> _任务说明 1_
把后面给出的全部记录逐行照抄,一字不改,图片不要抄进答案。

> _文字节选_

***

中文马克思主义文库 -> 参考图书·阶级斗争文献 -> 奋勇斗争的年代(2010)

31.德里克·罗宾森被解雇了



  联合委员会会议结束后,刚过了一周,就在1979年11月19日星期一那天,爱德华兹做出了上任后最大胆的举动。他以煽动工人占领工厂为由,解雇了德里克·罗宾森!长桥工厂经理把罗宾森叫过去,向他抗议那本小册子,并要求他把自己的名字撤下。罗宾森拒绝了,然后就被当场解雇了。罗宾森其实是反对占领工厂的,但是他们却装作不知道。小册子上面有他的名字,这就够了。
  解雇罗宾森,既是对英利会员代表运动的的巨大挑战,又是爱德华兹的一次豪赌。我个人认为,爱德华兹得意忘形,做过了头,解雇罗宾森一定会引发一场大规模的斗争,可能会导致爱德华兹下台。

***

> _所给材料_
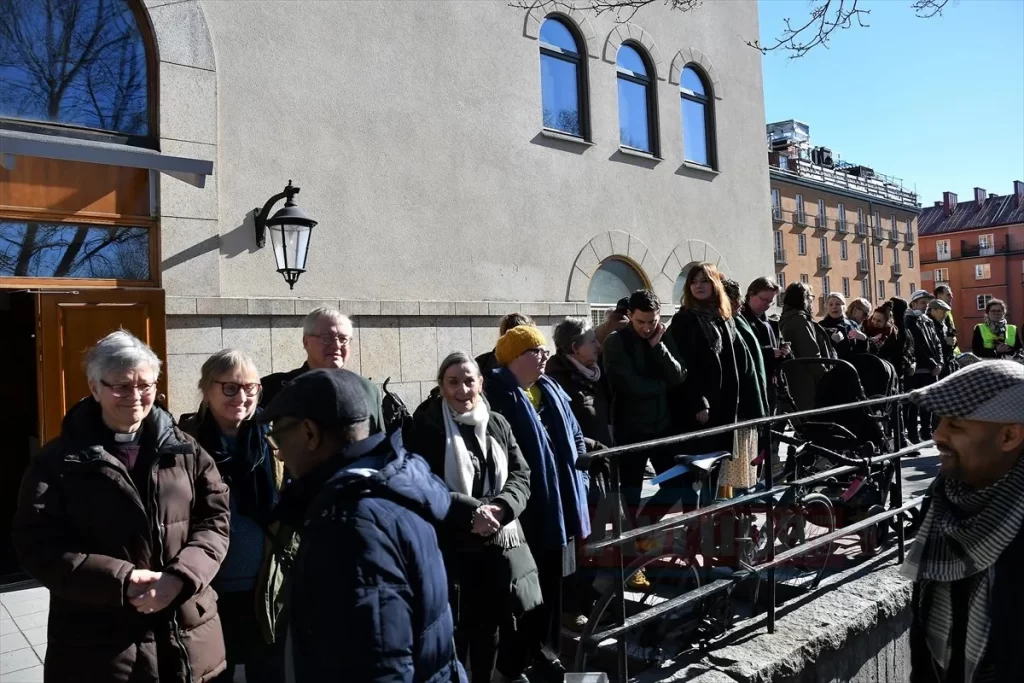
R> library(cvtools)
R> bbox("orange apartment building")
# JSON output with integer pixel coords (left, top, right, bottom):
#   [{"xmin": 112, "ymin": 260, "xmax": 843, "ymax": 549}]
[
  {"xmin": 919, "ymin": 180, "xmax": 1024, "ymax": 331},
  {"xmin": 768, "ymin": 121, "xmax": 922, "ymax": 314}
]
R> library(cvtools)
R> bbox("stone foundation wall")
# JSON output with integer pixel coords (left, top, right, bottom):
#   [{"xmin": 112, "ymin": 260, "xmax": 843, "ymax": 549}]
[{"xmin": 167, "ymin": 297, "xmax": 590, "ymax": 415}]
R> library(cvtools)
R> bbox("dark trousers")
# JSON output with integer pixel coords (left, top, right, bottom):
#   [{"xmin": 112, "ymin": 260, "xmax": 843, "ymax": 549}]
[
  {"xmin": 210, "ymin": 591, "xmax": 285, "ymax": 683},
  {"xmin": 903, "ymin": 375, "xmax": 935, "ymax": 438}
]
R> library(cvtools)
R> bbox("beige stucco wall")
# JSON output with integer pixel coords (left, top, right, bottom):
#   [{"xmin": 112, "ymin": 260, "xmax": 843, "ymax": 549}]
[{"xmin": 147, "ymin": 0, "xmax": 772, "ymax": 301}]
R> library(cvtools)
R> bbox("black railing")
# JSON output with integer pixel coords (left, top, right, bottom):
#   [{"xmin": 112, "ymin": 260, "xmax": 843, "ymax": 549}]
[{"xmin": 577, "ymin": 394, "xmax": 933, "ymax": 683}]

***

> _任务说明 2_
接着上面那段讲德里克·罗宾森被解雇的文字往下续写。

> _任务结果 1_
R> library(cvtools)
R> bbox("orange apartment building")
# JSON output with integer pixel coords (left, top, right, bottom):
#   [{"xmin": 112, "ymin": 260, "xmax": 843, "ymax": 549}]
[
  {"xmin": 919, "ymin": 180, "xmax": 1024, "ymax": 331},
  {"xmin": 768, "ymin": 121, "xmax": 922, "ymax": 314}
]
R> library(cvtools)
R> bbox("stone foundation wall")
# JSON output with integer pixel coords (left, top, right, bottom):
#   [{"xmin": 112, "ymin": 260, "xmax": 843, "ymax": 549}]
[{"xmin": 167, "ymin": 297, "xmax": 590, "ymax": 415}]
R> library(cvtools)
R> bbox("dark trousers")
# JSON output with integer pixel coords (left, top, right, bottom):
#   [{"xmin": 112, "ymin": 260, "xmax": 843, "ymax": 549}]
[
  {"xmin": 210, "ymin": 591, "xmax": 285, "ymax": 683},
  {"xmin": 903, "ymin": 375, "xmax": 935, "ymax": 438}
]
R> library(cvtools)
R> bbox("beige stucco wall")
# JSON output with integer pixel coords (left, top, right, bottom):
#   [{"xmin": 112, "ymin": 260, "xmax": 843, "ymax": 549}]
[{"xmin": 147, "ymin": 0, "xmax": 772, "ymax": 301}]
R> library(cvtools)
R> bbox("black railing")
# JSON output with integer pixel coords (left, top, right, bottom):
#   [{"xmin": 112, "ymin": 260, "xmax": 843, "ymax": 549}]
[{"xmin": 577, "ymin": 394, "xmax": 933, "ymax": 683}]

> _任务结果 2_
  罗宾森被解雇后,爱德华兹立刻向英利全体工厂发出通知,解释了这样做的理由。这封信傲慢地攻击了联合委员会——在爱德华兹上任前,联合委员会已经以多种形式存在了30年——说它“缺乏代表性”,还说罗宾森蔑视群众在复兴计划表决中的意志:
  一个自称“利兰联合工会委员会”的机构发布了一本小册子,这本小册子正在英利各个工厂内流传。这个“联合委员会”其实是不正式的、缺乏代表性的机构……
  这种行为是不可容忍的。公司方面已经就各种计划同工会方面进行了大量的磋商。董事会为了制定复兴计划而尽心尽力,各级雇员正在为了成功落实复兴计划而努力工作。绝大多数雇员已经投票赞成这个计划。
  今天,英利轿车的三名雇员受到了纪律听证会的审查,他们联署支持这本小册子,并号召雇员采取小册子中鼓吹的行动,因此,两名雇员受到了正式警告:如果他们再次犯下此类行为,将会被开除。另一名雇员——他在1979年3月已经因为同样的违规行为而受到了明确的警告——已被解雇。
  在小册子上署名的另外两人是杰克·亚当斯和米克·克拉克。他们都受到了申斥处分。爱德华兹没有理由把另一个工会扯进这个问题里。
  按照爱德华兹的说法,罗宾森此前就已经因为没有提前五天宣告罢工而挨过一次警告,所以这次属于再犯,必须解雇。这当然是一派胡言。罗宾森被解雇,是因为他是英利最出名的会员代表。连德里克·罗宾森都能被解雇,还有哪个会员代表或积极分子是安全的?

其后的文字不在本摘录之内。